#### Required work:
Lay out the entries from the line containing "job: give the outline of every instance of the black" through the line containing "M291 103L296 100L305", inclusive, as a Markdown table with a Row column holding the row number and a Line column holding each line, skipping blank lines.
-- START OF Data listing --
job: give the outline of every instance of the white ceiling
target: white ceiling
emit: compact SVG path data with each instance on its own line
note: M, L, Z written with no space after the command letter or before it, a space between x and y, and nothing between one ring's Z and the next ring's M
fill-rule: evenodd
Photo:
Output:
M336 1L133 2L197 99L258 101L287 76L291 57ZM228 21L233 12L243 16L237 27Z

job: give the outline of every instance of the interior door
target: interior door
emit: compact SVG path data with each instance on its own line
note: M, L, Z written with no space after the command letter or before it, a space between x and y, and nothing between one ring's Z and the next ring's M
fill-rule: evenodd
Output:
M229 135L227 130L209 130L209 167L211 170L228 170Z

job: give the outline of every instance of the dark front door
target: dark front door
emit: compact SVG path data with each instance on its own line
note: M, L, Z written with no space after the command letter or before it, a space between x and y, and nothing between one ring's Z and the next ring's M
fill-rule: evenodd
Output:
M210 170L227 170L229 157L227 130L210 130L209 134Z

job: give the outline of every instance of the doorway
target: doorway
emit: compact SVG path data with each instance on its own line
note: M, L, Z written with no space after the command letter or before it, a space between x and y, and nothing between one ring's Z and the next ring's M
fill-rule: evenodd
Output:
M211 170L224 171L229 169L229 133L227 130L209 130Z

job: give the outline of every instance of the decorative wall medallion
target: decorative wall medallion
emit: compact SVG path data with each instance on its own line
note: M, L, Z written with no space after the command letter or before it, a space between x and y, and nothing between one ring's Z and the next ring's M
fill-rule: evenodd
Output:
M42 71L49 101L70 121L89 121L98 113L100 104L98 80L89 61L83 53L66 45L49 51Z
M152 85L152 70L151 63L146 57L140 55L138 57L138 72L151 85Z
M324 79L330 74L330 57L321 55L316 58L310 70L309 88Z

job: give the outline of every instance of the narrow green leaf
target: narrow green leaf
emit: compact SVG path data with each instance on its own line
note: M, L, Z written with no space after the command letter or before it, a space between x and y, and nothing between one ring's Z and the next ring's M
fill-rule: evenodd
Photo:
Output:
-- END OF Data listing --
-- START OF Data listing --
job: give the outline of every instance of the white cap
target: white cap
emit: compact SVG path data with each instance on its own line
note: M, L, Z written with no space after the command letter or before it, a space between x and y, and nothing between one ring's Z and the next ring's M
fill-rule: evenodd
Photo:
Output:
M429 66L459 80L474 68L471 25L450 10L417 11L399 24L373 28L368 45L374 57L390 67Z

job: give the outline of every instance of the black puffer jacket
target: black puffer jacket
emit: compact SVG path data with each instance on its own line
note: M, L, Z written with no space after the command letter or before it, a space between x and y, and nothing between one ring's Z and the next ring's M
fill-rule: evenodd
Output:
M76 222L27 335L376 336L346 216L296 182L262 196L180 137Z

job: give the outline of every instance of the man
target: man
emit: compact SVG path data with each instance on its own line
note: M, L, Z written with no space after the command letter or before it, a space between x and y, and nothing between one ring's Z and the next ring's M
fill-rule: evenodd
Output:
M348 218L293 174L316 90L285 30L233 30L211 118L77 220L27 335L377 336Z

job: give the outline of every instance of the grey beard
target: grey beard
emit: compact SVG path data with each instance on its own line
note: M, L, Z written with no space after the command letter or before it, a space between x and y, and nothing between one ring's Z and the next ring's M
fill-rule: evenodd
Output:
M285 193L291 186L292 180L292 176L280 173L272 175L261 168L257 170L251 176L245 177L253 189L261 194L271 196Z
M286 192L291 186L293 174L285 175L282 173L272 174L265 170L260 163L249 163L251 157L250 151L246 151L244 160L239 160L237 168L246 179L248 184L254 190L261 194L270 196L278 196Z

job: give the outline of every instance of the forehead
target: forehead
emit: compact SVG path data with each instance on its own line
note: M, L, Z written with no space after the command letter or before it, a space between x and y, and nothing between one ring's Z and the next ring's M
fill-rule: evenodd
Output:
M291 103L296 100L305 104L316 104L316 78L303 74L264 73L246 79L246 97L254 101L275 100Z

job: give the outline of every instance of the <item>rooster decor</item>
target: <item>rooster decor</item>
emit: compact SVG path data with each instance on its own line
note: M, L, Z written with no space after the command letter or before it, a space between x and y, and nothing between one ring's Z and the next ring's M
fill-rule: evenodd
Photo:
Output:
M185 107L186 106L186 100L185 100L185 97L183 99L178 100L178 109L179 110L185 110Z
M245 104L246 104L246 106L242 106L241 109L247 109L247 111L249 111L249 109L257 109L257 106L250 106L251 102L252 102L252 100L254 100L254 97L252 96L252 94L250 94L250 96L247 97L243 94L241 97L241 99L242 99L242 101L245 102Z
-- END OF Data listing --
#### Task solution:
| Row | Line |
|---|---|
| 1 | job: give the outline of every instance of the black puffer jacket |
| 2 | target: black puffer jacket |
| 3 | emit: compact SVG path data with each instance on its own line |
| 4 | note: M, L, Z written with no space after the command letter or before it, a space between x and y, and nothing between one ring's Z and the next ring's M |
| 5 | fill-rule: evenodd |
| 6 | Output: |
| 7 | M76 222L27 335L376 336L346 216L296 182L262 196L180 137Z |
| 8 | job: give the outline of every instance of the man |
| 9 | target: man |
| 10 | emit: compact SVG path data with each instance on its own line |
| 11 | note: M, L, Z written with no space after the command letter or before it, a space between x and y, and nothing between one ring's Z and the next ring's M |
| 12 | fill-rule: evenodd |
| 13 | Output: |
| 14 | M348 218L293 174L316 90L285 30L233 30L211 118L77 220L27 335L377 336Z |
| 15 | job: give the outline of every instance of the grey beard |
| 16 | target: grey beard |
| 17 | emit: compact SVG path data with each instance on its own line |
| 18 | note: M, L, Z written with no space after the command letter or before it, a space between x and y, and nothing between one ring's Z and the next ring's M |
| 19 | fill-rule: evenodd |
| 20 | Output: |
| 21 | M285 193L291 186L292 180L292 176L280 173L272 175L261 168L257 170L251 176L245 177L253 189L261 194L271 196Z |
| 22 | M286 192L291 186L293 174L285 175L282 173L272 174L265 170L260 163L249 163L251 157L250 151L246 151L244 160L239 160L237 168L246 179L248 184L254 190L261 194L270 196L278 196Z |
| 23 | job: give the outline of every instance of the forehead |
| 24 | target: forehead |
| 25 | emit: compact SVG path data with each instance on its own line |
| 26 | note: M, L, Z written with no space after the command letter or before it, a space between x and y, and nothing between one ring's Z and the next ring's M |
| 27 | fill-rule: evenodd |
| 28 | Output: |
| 29 | M291 103L296 100L305 104L316 104L316 78L303 74L264 73L246 79L246 97L254 101L275 100Z |